» EXTRACT
◇ ◇ ◇ ◇

Watching #cop26 side event with @CDP@wbcsd and @wef "Transform to Net Zero: Accelerating Non-Party Stakeholder Action to 1.5C"
Host: hard to anticipate how many sectors and players are now committed to net zero, including many thought 'hard to abate', and many Science Based Targets too. But have to be underpinned by near term goals including supply chains.
Host: And address residual emissions - will hear from @Microsoft and negative emissions commitment.
Our rough estimate is maybe 1% of corporate targets include elements around climate justice, and that's an area for action.
Host: implementation isn't as sexy as setting a big target, but target doesn't matter without implementation.
So need:
shorter term targets
Real biz transformation
Investment beyond mitigation in nature based solutions and high quality action
What happens at COP matters, but what happens every day of the year at home is what will make the biggest difference. Need focus on 1.5, action, Scope 3 to shift to sustainable and just trajectory.
Antonio Gavo at WEF: How does what we're aiming at for 2050 translate into investment decisions today to get on course? Panel will discuss:
Roberto Marquez, Natura
Mahindra Singh, Dalmia Cement
Michelle Lancaster, Microsoft
Lorena della Giovanna ,Hitachi
AG: what's your biz journey to setting 1.5C target?

◇ ◇ ◇ ◇

» DATASET EXCERPTS
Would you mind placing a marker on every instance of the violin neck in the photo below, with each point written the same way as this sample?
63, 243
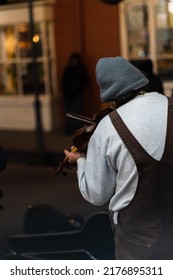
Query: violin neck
80, 118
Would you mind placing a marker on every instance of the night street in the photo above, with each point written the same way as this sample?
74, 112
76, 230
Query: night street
24, 184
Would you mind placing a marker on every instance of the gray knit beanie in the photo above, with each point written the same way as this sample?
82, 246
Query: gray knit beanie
116, 77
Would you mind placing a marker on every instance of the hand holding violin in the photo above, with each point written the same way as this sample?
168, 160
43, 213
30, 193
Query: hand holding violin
73, 155
81, 139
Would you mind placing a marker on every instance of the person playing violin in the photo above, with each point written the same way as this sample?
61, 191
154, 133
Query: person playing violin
129, 162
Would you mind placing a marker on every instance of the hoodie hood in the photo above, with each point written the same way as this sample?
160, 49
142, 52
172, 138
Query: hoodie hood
116, 77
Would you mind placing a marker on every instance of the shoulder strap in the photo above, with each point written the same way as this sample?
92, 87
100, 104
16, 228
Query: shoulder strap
168, 152
140, 156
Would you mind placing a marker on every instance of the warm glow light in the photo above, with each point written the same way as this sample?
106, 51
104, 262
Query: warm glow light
170, 6
36, 38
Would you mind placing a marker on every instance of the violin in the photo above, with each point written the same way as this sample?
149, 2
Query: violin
83, 134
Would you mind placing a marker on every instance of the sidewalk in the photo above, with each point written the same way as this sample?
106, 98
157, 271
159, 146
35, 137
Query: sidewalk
24, 146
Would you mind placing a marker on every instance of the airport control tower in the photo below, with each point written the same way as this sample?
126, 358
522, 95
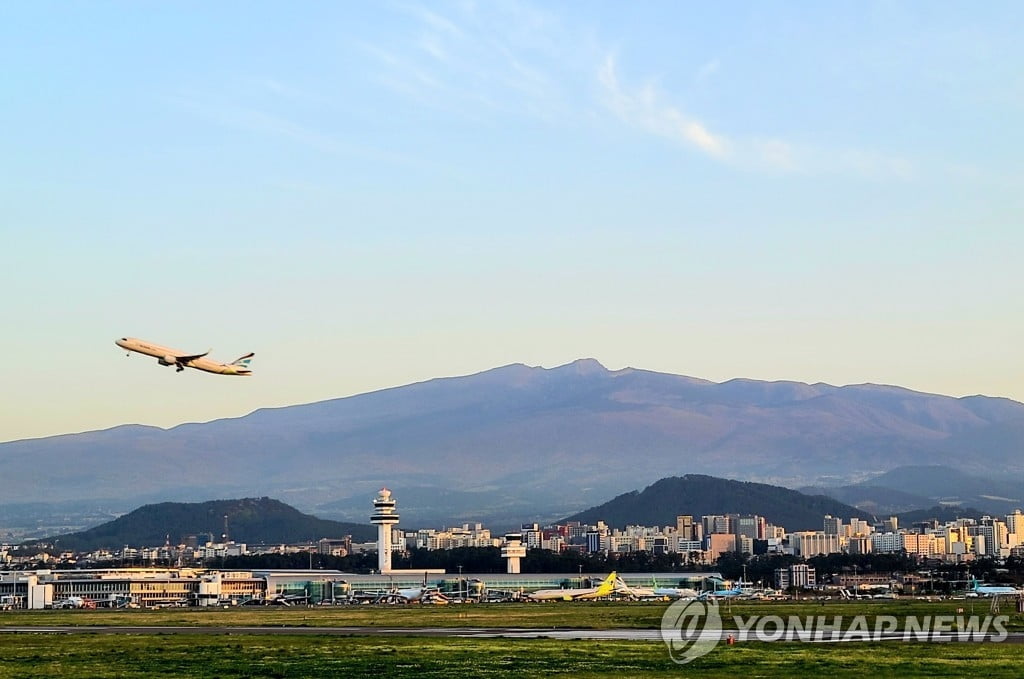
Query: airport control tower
385, 517
513, 550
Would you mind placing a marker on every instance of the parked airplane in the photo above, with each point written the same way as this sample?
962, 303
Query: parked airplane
990, 590
168, 356
572, 594
675, 592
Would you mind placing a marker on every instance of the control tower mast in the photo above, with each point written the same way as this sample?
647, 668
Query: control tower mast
384, 517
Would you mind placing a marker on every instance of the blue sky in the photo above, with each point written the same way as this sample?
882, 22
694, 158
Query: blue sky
368, 195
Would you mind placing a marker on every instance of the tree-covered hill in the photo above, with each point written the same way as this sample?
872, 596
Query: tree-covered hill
697, 495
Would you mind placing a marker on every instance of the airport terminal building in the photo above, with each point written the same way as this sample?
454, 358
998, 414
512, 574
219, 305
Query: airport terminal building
189, 587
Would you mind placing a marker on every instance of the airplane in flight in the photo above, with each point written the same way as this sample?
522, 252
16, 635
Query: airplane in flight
574, 594
180, 359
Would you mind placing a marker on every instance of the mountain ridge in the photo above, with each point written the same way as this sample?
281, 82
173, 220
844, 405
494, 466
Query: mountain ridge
563, 436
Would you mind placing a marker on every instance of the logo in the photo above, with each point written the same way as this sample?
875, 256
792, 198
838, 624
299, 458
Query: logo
690, 629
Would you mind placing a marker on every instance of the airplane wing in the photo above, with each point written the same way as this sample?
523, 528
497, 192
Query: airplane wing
184, 359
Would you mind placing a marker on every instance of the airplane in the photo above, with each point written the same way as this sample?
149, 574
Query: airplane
989, 590
167, 356
574, 594
675, 592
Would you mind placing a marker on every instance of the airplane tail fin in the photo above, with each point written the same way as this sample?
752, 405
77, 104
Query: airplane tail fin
608, 586
244, 362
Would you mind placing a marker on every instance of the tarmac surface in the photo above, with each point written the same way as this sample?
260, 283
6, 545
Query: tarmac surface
457, 632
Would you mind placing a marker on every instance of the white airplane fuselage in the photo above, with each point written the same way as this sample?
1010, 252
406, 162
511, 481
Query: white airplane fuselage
168, 356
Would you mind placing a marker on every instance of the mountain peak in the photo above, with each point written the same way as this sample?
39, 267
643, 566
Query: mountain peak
584, 367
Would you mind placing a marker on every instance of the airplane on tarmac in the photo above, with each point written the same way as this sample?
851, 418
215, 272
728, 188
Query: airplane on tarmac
675, 592
606, 588
168, 356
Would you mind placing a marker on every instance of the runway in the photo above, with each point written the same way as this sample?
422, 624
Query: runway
453, 632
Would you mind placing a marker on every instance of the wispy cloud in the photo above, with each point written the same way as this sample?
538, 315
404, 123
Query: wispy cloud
708, 70
646, 108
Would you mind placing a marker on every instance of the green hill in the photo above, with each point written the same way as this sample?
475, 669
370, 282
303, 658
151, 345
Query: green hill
251, 520
696, 495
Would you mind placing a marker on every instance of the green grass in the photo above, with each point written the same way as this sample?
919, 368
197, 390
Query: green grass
587, 614
156, 655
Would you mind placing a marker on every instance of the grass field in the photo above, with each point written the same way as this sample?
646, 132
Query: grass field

◇ ◇ ◇ ◇

» STATED TASK
Repeat the COP26 side-event notes word for word between "Watching #cop26 side" and "including supply chains.", inclusive.

» TASK ANSWER
Watching #cop26 side event with @CDP@wbcsd and @wef "Transform to Net Zero: Accelerating Non-Party Stakeholder Action to 1.5C"
Host: hard to anticipate how many sectors and players are now committed to net zero, including many thought 'hard to abate', and many Science Based Targets too. But have to be underpinned by near term goals including supply chains.